[Referring expression data]

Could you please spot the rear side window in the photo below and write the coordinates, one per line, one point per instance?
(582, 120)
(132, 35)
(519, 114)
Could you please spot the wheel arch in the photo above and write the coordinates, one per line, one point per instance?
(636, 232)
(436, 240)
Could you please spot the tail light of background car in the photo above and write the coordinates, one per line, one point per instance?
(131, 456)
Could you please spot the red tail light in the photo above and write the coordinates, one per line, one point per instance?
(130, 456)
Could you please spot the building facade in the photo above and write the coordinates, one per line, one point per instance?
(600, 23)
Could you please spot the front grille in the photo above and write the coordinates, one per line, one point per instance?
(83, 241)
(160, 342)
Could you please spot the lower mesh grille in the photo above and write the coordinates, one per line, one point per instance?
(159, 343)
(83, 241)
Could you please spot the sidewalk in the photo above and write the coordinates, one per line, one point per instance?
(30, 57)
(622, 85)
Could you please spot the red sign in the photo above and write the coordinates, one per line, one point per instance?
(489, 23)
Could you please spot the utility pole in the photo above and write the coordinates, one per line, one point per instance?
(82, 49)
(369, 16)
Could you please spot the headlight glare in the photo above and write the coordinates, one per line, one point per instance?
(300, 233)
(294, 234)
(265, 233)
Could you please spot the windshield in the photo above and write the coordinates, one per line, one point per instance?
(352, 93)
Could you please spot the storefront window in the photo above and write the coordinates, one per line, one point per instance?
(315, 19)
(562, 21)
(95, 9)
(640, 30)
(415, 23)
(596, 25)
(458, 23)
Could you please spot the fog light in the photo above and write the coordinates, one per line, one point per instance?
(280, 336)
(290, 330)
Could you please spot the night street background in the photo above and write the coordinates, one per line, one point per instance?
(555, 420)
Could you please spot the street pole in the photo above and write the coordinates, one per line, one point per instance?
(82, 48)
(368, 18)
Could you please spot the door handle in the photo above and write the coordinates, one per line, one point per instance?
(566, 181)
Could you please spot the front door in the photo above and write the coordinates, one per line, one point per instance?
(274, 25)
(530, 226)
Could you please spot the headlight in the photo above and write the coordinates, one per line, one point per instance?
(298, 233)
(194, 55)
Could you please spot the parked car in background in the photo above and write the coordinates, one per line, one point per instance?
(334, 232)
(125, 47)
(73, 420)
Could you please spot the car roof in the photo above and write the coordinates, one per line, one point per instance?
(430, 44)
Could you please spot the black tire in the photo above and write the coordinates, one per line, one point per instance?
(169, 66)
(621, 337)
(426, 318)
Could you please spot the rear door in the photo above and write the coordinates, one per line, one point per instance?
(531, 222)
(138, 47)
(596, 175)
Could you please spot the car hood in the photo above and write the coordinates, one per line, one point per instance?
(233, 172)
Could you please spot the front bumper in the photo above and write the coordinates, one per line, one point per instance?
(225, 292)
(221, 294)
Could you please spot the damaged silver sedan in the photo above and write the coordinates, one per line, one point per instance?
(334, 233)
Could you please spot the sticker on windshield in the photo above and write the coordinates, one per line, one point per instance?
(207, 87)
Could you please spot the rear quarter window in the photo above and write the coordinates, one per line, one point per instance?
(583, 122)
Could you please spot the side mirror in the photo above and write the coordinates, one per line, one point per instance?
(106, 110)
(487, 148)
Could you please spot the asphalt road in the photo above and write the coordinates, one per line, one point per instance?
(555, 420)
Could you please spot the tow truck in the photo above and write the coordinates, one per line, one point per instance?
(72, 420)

# Work instruction
Each record should be repeated in full, exactly as it is written.

# Solution to this exercise
Could you please spot the rear side window in the photo below and write the coordinates, one per line, one point per instance?
(582, 120)
(132, 35)
(519, 114)
Could you please spot the wheel arch in the photo above and write the coordinates, one per line, one point per instance?
(636, 232)
(436, 240)
Could you please spot the tail light of background car in the photo above and write the coordinates, one per line, one point per instance?
(131, 456)
Could you please spot the red tail light in the photo above and write the coordinates, one per line, one point per instance?
(130, 456)
Could you please spot the building facade in the photo above and write the coordinates, one per line, one point per instance?
(600, 23)
Could you please spot the front grille in the photo above and write the coordinates, one per line, one point per instance?
(83, 241)
(160, 342)
Could you please spot the lower mesh grille in the photo above and write the coordinates, one per line, one point per instance?
(159, 343)
(83, 241)
Could you please spot the sidewalk in the photo above and write the coordinates, one per line, one point per instance?
(30, 57)
(622, 85)
Could you please spot the red sign in the photo above and write the coordinates, one per line, one point per instance?
(489, 23)
Could you please spot the utility pole in the photo above and write the coordinates, one per line, one point per instance?
(82, 49)
(369, 16)
Could you please spot the headlight glare in the photo above and write the coordinates, one per line, one point per instance?
(300, 233)
(294, 234)
(265, 233)
Could you please spot the windshield in the photo above and write the coordinates, one per line, one point per instance?
(352, 93)
Could you please spot the storefront window in the photo above and write the coordinates, one per line, one point per instance?
(315, 19)
(562, 21)
(95, 9)
(640, 30)
(415, 23)
(596, 25)
(458, 23)
Could you please spot the fog light in the photo above and write the coordinates, one per line, one point per instance?
(280, 336)
(290, 330)
Could you please spot the night street background in the photo above and write the coordinates, one per line, one point per instance?
(555, 420)
Could you please spot the street pole in the photo above and write the coordinates, one per line, one point per instance?
(82, 48)
(368, 18)
Could you please spot the door handle in the photo above and write the coordinates, one per line, one point per instance?
(566, 181)
Could you please spot the front door in the photo above and write the coordinates, one per line, one point per instance?
(274, 25)
(530, 226)
Could you please spot the headlight in the photo above and write the coordinates, one per line, one point per instance?
(298, 233)
(194, 55)
Could you please spot the parked car in background in the photo above and write the coordinates, one per line, one point per instance?
(334, 232)
(125, 47)
(73, 420)
Could you please spot the car roof in the photo above and write the coordinates, one per line, one point per instance?
(430, 44)
Could you please spot the black tire in the photo above and write the coordinates, one per line, one point per instance?
(169, 66)
(621, 337)
(426, 318)
Could you please spot the rear door in the photo above and write the coordinates, one per line, one point per instance?
(531, 222)
(138, 47)
(596, 175)
Could you please spot the car hood in the photo above and write the coordinates, one per line, one point per instance?
(233, 172)
Could you please spot the front bumper in the photo above and write the coordinates, one per line, one point per instance?
(225, 292)
(221, 294)
Could you please spot the damaged silver sedan in the photo above and write the coordinates, one per line, one point per instance?
(334, 233)
Could you please spot the sticker on windshield in the photo above and write the coordinates, one per line, one point per instance?
(207, 87)
Could you please spot the rear quarter window in the photo above and write the coordinates, one per line, one point per instance?
(583, 122)
Could you please spot the side mirror in the photo above and write the coordinates, one per line, one point per instance?
(106, 110)
(487, 148)
Could you please spot the asphalt road in the photo above and write the coordinates, one per line, one point per instance?
(555, 420)
Could you please spot the tow truck in the photo above and write the coordinates, one per line, one point per instance?
(72, 420)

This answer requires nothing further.